**WORK TO BE COMPLETED**: For this exercise, reproduce the entries below exactly, but only from the line containing "Objective — for every instance of the green" through the line containing "Objective — for every instance of the spectator in", both included.

**SOURCE MATERIAL**:
###
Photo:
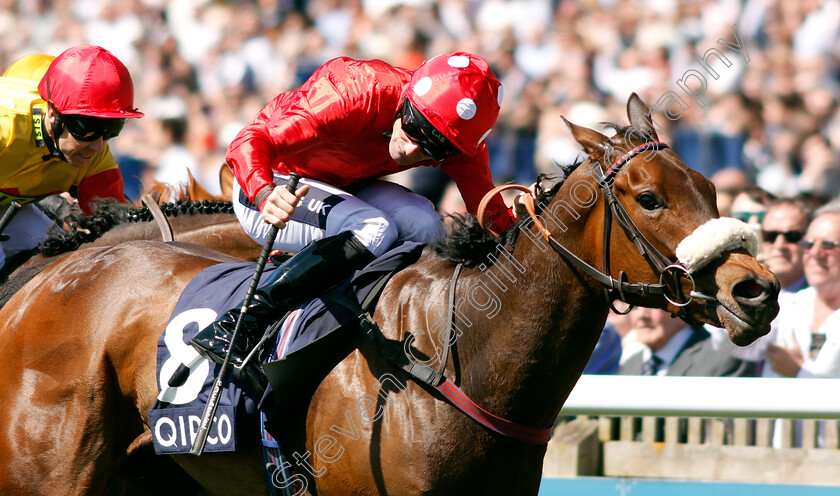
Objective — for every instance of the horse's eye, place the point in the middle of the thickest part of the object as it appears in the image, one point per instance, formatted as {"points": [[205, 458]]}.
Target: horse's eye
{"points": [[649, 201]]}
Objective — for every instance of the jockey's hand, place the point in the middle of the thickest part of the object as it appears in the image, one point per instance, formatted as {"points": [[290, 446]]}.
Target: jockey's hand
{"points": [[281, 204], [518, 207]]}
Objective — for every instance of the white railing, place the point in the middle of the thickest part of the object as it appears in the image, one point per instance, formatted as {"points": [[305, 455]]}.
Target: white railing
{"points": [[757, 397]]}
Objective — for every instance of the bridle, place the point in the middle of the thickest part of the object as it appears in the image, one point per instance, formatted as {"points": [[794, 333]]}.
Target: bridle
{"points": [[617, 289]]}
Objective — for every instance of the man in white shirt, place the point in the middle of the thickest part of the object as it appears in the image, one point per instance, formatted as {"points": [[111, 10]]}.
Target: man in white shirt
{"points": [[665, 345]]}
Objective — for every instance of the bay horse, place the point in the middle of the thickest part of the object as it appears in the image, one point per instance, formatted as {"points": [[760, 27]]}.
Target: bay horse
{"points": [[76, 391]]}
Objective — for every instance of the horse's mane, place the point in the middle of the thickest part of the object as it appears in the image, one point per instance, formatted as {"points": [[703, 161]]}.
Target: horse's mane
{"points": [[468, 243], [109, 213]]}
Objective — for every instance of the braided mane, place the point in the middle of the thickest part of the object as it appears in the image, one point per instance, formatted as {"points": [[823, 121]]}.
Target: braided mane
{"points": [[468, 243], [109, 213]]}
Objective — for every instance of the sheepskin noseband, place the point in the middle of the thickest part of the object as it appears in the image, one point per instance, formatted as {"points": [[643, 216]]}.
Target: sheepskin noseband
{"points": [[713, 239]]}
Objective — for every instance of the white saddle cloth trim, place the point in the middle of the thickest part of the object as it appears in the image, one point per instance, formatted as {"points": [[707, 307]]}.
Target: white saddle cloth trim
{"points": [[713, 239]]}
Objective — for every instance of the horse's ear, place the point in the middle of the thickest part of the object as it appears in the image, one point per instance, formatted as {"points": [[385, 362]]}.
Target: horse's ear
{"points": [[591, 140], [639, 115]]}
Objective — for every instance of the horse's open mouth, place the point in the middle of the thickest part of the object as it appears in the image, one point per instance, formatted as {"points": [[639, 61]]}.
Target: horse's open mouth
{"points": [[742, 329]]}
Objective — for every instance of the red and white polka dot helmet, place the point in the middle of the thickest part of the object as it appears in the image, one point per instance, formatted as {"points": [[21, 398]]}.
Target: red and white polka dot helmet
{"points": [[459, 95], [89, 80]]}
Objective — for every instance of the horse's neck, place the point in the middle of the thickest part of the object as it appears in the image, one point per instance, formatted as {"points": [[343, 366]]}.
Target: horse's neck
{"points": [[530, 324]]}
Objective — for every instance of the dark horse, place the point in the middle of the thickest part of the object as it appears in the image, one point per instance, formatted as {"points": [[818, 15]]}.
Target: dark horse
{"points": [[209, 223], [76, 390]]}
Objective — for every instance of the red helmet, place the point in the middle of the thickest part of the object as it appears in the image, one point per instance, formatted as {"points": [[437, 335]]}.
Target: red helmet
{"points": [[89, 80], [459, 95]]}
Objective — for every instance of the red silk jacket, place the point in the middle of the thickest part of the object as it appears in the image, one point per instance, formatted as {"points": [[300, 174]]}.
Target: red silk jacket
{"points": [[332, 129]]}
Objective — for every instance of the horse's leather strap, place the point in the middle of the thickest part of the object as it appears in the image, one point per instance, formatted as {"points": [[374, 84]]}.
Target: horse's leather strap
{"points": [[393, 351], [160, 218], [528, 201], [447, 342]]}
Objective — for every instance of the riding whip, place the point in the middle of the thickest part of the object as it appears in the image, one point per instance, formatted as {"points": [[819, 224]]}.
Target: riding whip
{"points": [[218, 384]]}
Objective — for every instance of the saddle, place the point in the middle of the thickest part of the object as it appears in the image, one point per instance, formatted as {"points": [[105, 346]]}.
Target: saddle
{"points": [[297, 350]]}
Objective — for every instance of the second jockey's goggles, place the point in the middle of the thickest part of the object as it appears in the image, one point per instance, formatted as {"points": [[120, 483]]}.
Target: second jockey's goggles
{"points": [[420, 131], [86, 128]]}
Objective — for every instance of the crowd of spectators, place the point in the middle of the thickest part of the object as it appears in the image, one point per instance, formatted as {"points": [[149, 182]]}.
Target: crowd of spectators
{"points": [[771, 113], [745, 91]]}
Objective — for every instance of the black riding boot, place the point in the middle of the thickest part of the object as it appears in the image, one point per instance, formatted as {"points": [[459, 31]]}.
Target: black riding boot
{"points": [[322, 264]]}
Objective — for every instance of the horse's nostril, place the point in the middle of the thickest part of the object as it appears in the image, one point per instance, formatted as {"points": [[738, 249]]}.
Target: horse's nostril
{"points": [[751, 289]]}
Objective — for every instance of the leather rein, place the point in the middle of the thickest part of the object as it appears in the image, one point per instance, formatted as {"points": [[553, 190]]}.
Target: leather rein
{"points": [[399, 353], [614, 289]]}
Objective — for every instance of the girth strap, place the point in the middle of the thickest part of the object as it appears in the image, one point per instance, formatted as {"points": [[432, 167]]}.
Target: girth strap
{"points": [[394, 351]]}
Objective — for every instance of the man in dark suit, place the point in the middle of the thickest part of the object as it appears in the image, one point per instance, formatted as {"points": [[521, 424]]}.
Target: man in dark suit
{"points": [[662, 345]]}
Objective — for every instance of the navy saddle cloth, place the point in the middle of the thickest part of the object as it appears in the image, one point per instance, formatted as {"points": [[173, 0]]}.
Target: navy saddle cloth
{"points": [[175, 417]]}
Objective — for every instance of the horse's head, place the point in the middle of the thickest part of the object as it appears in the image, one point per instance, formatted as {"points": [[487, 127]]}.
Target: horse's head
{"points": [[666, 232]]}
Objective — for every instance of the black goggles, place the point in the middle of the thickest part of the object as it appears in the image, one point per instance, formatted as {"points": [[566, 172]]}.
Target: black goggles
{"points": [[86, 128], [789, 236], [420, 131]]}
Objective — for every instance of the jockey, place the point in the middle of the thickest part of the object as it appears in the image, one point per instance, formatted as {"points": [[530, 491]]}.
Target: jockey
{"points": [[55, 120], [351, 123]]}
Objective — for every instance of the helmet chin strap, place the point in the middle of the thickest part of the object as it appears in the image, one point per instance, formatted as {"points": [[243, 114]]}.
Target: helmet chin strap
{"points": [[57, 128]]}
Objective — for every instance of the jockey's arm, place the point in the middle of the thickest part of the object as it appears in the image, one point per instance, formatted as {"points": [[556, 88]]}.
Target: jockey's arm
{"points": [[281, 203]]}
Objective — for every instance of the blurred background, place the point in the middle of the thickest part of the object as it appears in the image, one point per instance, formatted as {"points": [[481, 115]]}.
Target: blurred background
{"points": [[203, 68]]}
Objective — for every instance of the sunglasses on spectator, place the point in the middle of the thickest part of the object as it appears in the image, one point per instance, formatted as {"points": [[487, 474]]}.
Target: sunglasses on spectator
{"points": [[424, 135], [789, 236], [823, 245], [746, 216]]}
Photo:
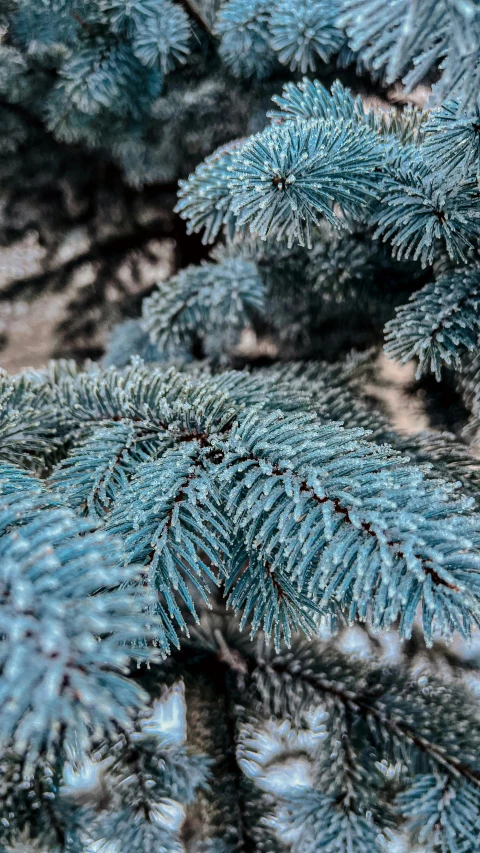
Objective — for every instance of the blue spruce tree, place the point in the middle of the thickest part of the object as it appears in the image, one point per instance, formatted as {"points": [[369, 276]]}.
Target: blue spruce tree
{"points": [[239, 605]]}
###
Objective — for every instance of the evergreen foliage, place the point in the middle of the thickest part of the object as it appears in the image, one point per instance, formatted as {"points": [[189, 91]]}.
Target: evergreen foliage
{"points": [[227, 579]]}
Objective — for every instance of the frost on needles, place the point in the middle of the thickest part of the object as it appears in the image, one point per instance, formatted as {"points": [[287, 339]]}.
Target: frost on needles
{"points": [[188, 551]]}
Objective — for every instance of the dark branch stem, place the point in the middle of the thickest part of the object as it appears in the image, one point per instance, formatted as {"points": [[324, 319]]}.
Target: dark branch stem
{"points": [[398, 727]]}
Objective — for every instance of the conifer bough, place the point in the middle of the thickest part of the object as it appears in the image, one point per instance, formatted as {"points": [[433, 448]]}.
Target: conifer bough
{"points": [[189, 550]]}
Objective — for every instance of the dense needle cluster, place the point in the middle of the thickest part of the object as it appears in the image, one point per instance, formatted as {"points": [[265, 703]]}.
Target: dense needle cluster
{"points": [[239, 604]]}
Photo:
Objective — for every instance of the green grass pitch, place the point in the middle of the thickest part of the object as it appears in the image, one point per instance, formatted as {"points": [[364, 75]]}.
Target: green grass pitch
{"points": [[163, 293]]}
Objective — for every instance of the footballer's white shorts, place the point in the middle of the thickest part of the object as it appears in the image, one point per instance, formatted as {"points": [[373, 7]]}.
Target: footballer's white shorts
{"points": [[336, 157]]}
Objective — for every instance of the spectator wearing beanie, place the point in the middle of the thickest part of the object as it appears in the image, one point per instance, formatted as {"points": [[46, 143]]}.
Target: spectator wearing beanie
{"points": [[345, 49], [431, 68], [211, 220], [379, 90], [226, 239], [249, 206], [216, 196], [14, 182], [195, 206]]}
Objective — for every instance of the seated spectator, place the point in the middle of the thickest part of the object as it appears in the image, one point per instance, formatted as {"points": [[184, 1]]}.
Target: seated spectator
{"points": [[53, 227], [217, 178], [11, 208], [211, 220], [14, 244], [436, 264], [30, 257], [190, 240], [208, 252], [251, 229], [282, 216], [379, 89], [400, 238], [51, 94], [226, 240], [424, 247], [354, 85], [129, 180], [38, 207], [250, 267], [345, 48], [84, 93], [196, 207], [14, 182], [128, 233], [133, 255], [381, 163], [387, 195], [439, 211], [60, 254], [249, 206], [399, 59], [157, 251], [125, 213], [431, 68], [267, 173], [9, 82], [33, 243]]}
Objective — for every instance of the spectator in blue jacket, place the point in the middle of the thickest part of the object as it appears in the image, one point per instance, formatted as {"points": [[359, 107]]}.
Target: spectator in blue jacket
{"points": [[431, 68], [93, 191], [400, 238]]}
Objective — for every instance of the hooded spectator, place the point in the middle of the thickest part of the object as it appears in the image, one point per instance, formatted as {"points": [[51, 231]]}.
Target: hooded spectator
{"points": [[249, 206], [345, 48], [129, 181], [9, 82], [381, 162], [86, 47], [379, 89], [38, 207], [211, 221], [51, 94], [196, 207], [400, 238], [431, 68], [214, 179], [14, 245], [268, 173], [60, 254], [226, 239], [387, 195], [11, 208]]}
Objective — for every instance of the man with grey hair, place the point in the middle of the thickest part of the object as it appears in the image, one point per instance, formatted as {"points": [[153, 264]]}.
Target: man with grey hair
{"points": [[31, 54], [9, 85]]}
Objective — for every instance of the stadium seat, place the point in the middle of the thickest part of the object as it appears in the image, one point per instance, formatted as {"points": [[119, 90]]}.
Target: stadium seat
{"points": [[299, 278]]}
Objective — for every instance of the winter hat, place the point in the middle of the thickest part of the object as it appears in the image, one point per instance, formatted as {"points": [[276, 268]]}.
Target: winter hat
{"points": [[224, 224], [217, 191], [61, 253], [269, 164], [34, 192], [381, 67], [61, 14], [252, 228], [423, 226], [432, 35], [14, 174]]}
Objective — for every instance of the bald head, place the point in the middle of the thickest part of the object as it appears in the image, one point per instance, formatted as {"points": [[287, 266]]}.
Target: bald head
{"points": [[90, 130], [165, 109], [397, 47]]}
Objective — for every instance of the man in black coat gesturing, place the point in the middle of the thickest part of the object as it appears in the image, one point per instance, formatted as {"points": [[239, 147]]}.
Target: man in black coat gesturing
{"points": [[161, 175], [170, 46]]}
###
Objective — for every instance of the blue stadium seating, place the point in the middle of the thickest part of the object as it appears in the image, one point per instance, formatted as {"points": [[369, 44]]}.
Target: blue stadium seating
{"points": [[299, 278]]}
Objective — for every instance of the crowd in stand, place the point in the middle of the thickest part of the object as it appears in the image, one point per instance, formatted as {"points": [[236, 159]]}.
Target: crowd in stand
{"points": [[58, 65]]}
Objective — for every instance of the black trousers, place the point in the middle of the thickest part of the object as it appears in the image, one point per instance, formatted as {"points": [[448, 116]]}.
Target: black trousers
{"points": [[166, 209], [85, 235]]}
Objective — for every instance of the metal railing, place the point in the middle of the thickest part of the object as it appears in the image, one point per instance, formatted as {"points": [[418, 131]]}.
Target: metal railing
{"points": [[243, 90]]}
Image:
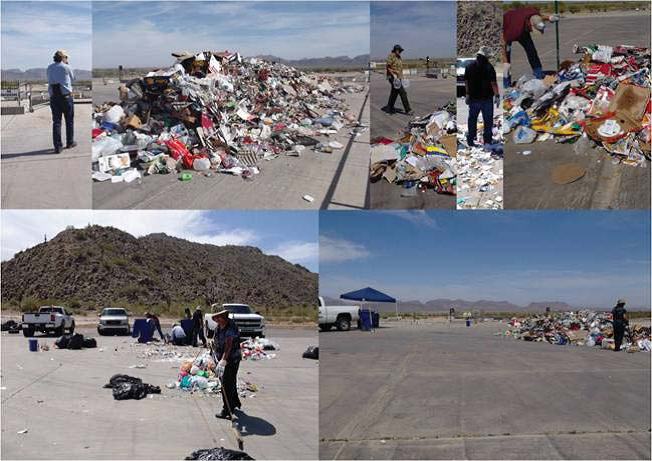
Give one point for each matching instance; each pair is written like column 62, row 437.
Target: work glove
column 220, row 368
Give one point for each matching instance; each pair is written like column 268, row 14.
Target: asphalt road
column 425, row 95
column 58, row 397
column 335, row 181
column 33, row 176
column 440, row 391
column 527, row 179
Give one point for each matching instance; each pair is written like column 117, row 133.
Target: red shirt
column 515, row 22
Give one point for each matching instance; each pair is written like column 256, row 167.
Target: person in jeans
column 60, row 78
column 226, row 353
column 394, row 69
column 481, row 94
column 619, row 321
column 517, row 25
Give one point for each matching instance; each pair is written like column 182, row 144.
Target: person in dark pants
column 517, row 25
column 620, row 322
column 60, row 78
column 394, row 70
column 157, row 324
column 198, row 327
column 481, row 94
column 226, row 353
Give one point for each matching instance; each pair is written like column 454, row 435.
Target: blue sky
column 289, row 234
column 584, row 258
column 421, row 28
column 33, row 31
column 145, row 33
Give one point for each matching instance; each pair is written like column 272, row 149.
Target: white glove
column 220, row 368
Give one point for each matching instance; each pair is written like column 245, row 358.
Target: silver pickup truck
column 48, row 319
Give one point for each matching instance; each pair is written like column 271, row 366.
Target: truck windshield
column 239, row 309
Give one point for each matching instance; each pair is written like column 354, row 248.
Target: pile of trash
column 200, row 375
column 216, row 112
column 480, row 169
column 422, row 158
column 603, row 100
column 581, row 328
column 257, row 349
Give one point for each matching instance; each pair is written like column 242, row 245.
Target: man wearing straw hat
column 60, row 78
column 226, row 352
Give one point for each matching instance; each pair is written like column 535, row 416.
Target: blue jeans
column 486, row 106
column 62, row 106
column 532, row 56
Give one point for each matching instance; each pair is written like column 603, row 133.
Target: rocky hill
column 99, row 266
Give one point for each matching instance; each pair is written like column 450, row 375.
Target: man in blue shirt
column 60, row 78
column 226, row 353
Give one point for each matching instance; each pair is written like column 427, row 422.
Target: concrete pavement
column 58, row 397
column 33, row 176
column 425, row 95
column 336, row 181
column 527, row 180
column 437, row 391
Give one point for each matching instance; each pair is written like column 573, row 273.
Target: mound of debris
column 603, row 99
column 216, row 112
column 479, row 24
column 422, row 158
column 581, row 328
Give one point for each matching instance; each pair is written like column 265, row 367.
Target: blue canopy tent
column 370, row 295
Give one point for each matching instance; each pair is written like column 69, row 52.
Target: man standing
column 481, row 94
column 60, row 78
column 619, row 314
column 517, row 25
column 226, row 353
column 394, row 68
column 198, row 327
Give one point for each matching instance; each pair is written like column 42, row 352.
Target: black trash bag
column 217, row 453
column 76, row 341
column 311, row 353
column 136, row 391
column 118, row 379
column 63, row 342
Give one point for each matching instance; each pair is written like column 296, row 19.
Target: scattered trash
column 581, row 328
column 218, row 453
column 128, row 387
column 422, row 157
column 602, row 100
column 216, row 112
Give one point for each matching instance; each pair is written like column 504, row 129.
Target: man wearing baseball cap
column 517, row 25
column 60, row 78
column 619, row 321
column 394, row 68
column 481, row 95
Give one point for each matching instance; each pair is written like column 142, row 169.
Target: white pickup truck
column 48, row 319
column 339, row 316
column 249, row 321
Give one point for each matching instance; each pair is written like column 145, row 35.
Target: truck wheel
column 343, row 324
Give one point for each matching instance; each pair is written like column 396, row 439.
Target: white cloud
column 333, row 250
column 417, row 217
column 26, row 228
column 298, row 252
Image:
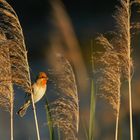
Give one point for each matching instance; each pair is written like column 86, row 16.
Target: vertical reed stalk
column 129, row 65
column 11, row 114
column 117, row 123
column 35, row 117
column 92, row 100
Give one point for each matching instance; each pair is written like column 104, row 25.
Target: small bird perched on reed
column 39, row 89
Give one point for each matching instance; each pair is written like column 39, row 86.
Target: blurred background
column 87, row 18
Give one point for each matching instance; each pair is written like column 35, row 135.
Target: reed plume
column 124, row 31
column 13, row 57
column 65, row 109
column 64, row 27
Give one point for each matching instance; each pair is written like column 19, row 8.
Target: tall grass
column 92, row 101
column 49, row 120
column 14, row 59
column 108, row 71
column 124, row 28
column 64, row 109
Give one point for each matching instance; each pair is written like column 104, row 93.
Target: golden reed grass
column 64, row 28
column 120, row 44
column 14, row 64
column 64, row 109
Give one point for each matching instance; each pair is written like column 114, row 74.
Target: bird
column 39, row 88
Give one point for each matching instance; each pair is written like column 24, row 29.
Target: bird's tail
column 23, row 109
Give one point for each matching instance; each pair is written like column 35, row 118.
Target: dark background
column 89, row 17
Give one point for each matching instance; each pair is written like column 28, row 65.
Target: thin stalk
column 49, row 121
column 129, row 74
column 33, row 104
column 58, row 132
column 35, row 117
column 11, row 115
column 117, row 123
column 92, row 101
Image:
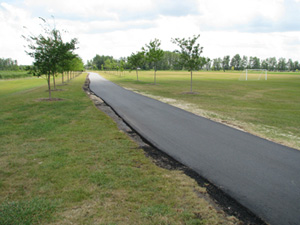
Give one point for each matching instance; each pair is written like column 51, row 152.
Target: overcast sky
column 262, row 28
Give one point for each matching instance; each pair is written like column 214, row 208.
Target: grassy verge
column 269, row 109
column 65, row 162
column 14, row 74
###
**PROBLEM SOLUTION**:
Objective — for every instance of the green grass pitch, place the point in the middle of the thickest part of the object as it appears in the image, one point per instance, formatted as {"points": [[364, 75]]}.
Target: green grass pitch
{"points": [[163, 293]]}
Objective — for every instance of the footballer's white shorts, place the point in the middle of the thickest part of the object as it appears in the image, one point per instance, formatted as {"points": [[373, 7]]}.
Target: footballer's white shorts
{"points": [[336, 157]]}
Objective — for every instance of the spectator wearing beanie, place the point in the middle of the thickest part of the object as it appears in the image, one point per instance, formatted as {"points": [[46, 143]]}.
Target: spectator wearing beanie
{"points": [[345, 49], [431, 68], [211, 220], [379, 90], [226, 239], [249, 206], [216, 196], [14, 182], [195, 206]]}
Objective — for every instance of the seated spectator, place the point in the middle of the thickest part of the object as it appears in the image, one point per instance, formatted as {"points": [[184, 1]]}.
Target: seated spectator
{"points": [[53, 227], [217, 178], [11, 208], [211, 220], [14, 244], [436, 264], [30, 257], [190, 240], [208, 252], [251, 229], [282, 216], [379, 89], [400, 238], [51, 94], [226, 240], [424, 247], [354, 85], [129, 180], [38, 207], [250, 267], [345, 48], [84, 93], [196, 207], [14, 182], [128, 233], [133, 255], [381, 163], [387, 195], [439, 211], [60, 254], [249, 206], [399, 59], [157, 251], [125, 213], [431, 68], [267, 173], [9, 82], [33, 243]]}
Objective — for every instance of the spectator in blue jacket, place the point in the middle of the thickest part of the object as it appears in the image, one point per instance, formatted as {"points": [[359, 107]]}.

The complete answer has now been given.